* **Detection examples**:
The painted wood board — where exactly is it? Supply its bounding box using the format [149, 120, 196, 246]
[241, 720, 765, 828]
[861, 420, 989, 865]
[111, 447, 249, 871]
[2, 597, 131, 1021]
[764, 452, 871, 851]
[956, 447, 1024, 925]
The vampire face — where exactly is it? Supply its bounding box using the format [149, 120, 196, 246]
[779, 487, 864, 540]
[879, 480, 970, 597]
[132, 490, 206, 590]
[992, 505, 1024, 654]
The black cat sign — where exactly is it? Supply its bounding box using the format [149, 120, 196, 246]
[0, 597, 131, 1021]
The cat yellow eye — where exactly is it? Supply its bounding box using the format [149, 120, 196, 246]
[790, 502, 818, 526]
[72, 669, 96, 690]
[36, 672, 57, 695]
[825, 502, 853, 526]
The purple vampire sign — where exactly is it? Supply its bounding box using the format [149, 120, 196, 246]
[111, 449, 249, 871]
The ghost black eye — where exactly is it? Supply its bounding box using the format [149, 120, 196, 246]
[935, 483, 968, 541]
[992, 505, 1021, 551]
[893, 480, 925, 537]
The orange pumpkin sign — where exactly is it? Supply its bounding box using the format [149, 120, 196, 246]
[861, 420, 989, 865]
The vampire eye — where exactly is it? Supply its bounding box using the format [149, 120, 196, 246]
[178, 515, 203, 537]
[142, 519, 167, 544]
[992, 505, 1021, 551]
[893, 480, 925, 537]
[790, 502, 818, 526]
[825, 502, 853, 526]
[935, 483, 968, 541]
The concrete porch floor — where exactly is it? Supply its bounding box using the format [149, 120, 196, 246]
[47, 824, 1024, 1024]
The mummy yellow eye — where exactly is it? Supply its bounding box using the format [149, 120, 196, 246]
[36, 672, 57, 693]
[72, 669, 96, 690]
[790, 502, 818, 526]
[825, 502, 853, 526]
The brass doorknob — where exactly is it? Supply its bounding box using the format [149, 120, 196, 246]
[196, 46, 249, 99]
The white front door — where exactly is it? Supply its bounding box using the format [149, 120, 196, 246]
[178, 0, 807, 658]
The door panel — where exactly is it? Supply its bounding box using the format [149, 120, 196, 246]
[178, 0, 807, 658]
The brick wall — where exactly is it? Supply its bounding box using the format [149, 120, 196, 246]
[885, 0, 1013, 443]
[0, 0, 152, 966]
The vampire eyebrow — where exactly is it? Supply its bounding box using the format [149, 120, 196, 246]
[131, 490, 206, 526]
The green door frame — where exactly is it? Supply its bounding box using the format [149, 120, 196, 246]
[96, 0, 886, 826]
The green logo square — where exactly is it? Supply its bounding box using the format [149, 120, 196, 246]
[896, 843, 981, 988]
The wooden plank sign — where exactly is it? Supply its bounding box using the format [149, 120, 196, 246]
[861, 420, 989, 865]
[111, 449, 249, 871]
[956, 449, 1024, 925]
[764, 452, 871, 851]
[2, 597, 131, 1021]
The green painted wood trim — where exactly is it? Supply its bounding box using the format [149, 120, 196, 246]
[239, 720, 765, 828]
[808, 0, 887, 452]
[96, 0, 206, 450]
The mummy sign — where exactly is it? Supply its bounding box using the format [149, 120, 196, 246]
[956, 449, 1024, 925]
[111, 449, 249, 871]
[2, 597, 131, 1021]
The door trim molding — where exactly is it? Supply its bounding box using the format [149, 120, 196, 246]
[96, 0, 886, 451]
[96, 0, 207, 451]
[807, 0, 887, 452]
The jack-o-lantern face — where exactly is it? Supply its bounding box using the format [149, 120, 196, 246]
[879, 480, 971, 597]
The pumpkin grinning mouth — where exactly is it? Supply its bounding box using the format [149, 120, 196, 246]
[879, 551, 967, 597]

* **Task to complete**:
Please retype the listing above word for word, including every line from first to last.

* **Result of the exercise**:
The painted wood board — where exactly is it? Supply its bounding box using the format [149, 120, 196, 246]
[241, 720, 765, 828]
[861, 420, 989, 865]
[111, 447, 249, 871]
[2, 597, 131, 1021]
[764, 452, 871, 851]
[956, 447, 1024, 925]
The vampire face — where exactly is it? Supply its bounding box using the format [149, 120, 196, 246]
[779, 487, 864, 540]
[879, 480, 970, 597]
[132, 490, 206, 590]
[992, 505, 1024, 654]
The black cat sign — where exactly is it? Supply its bounding box using the format [149, 120, 196, 246]
[0, 597, 131, 1021]
The cat yellow eye — where exactly is it? Supply its bounding box using the format [149, 120, 196, 246]
[790, 502, 818, 526]
[72, 669, 96, 690]
[36, 672, 57, 695]
[825, 502, 853, 526]
The purple vampire sign — where exactly is it? Supply its bounding box using the format [149, 120, 196, 246]
[111, 449, 249, 871]
The ghost black eye — where exactly is it? Supply its bounding box using the format [149, 120, 196, 246]
[935, 483, 968, 541]
[992, 505, 1021, 551]
[893, 480, 925, 537]
The orange pumpkin sign — where exactly is it? Supply its bounding box using the format [149, 120, 196, 246]
[861, 420, 989, 865]
The vampire eye — where exactly is it? Supply its bounding box using the format [149, 120, 196, 246]
[178, 515, 203, 537]
[142, 519, 167, 544]
[992, 505, 1021, 551]
[893, 480, 925, 537]
[790, 502, 818, 526]
[825, 502, 853, 526]
[935, 483, 968, 541]
The concrete porch floor — where exactly is it? Supply its bounding box using the format [149, 120, 196, 246]
[47, 824, 1024, 1024]
The mummy yellow eye — where exactly is it? Supply its bounding box using the format [149, 120, 196, 246]
[36, 672, 57, 693]
[72, 669, 96, 690]
[790, 502, 818, 526]
[825, 502, 853, 526]
The brass doorknob — where exactly is it? Supply its bounding box using the format [149, 120, 196, 246]
[196, 46, 249, 99]
The white front door — where exactly is it? Supply its bounding box using the format [149, 120, 196, 246]
[178, 0, 807, 658]
The door panel — where exactly is it? Supply its bounding box using the format [149, 120, 196, 246]
[178, 0, 807, 658]
The brick wall — where exactly is it? Supply its bounding box using the format [149, 120, 196, 246]
[885, 0, 1013, 443]
[0, 0, 152, 966]
The vampire eyebrow — where exactly is it? Supply its bounding box using the format [149, 120, 196, 246]
[131, 490, 206, 526]
The green door frame — where exactly is it? Supply its bounding box using the format [149, 120, 196, 246]
[96, 0, 886, 826]
The green logo square — where exactly is it? Supply its bounding box using the format [149, 120, 196, 246]
[896, 843, 981, 988]
The wooden plank sign — where exactly is it? Supply its bounding box using the format [149, 120, 196, 246]
[861, 420, 989, 865]
[111, 449, 249, 871]
[956, 449, 1024, 925]
[764, 452, 871, 851]
[2, 597, 131, 1021]
The green painted wood trim — where exactly is it? Supply its bounding box using the format [149, 120, 196, 246]
[239, 720, 765, 828]
[808, 0, 887, 452]
[96, 0, 206, 450]
The mummy sign — where exactly is it? Supply its bounding box using the format [149, 120, 196, 246]
[956, 449, 1024, 925]
[111, 449, 249, 871]
[2, 597, 131, 1021]
The door trim molding — where exactly is it? Supply its bounding box using the format [149, 120, 196, 246]
[96, 0, 886, 451]
[96, 0, 207, 451]
[807, 0, 887, 452]
The jack-o-lantern face — where exactly is it? Supply its bounding box using the format [149, 120, 196, 246]
[879, 480, 971, 597]
The pumpkin grinning mouth — where exactly is it? Supply its bounding box using the format [149, 120, 196, 246]
[879, 551, 967, 597]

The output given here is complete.